Reproduce the stretch of the records from the line containing "Task: locate the red roof" through the end of the records, changing "red roof tile" to "slate roof tile" and leaving everything else unchanged.

Begin Supplied data

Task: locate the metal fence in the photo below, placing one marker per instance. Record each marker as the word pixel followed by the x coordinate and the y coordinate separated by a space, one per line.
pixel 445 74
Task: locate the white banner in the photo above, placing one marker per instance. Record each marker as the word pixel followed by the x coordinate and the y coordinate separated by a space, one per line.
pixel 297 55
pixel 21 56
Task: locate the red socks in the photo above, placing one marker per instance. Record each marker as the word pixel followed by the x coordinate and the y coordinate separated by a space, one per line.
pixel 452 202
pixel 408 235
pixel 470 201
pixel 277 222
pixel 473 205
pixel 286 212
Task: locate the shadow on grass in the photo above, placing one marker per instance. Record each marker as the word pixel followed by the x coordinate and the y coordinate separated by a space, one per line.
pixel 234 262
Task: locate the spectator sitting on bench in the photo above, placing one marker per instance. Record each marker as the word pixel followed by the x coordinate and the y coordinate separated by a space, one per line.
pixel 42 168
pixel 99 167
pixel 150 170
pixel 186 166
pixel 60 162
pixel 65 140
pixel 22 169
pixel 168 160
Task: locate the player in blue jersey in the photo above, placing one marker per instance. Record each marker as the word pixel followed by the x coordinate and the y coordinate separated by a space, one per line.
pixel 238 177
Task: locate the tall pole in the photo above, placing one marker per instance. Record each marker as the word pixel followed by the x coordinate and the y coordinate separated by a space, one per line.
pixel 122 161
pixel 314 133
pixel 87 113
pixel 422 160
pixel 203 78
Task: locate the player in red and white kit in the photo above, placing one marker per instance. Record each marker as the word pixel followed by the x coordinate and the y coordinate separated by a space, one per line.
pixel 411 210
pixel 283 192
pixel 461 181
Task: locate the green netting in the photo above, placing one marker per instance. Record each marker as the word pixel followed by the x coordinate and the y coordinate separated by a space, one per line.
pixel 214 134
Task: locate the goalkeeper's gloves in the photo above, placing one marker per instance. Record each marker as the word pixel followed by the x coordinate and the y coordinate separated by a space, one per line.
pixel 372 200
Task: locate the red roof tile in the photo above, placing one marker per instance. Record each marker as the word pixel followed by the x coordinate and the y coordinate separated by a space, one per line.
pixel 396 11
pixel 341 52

End Supplied data

- **Response to the exercise**
Task: locate the slate roof tile in the photo above, placing one marker per instance. Record each marker as the word pixel followed by the x coordinate and the y coordinate separated by a space, one per line.
pixel 396 11
pixel 341 52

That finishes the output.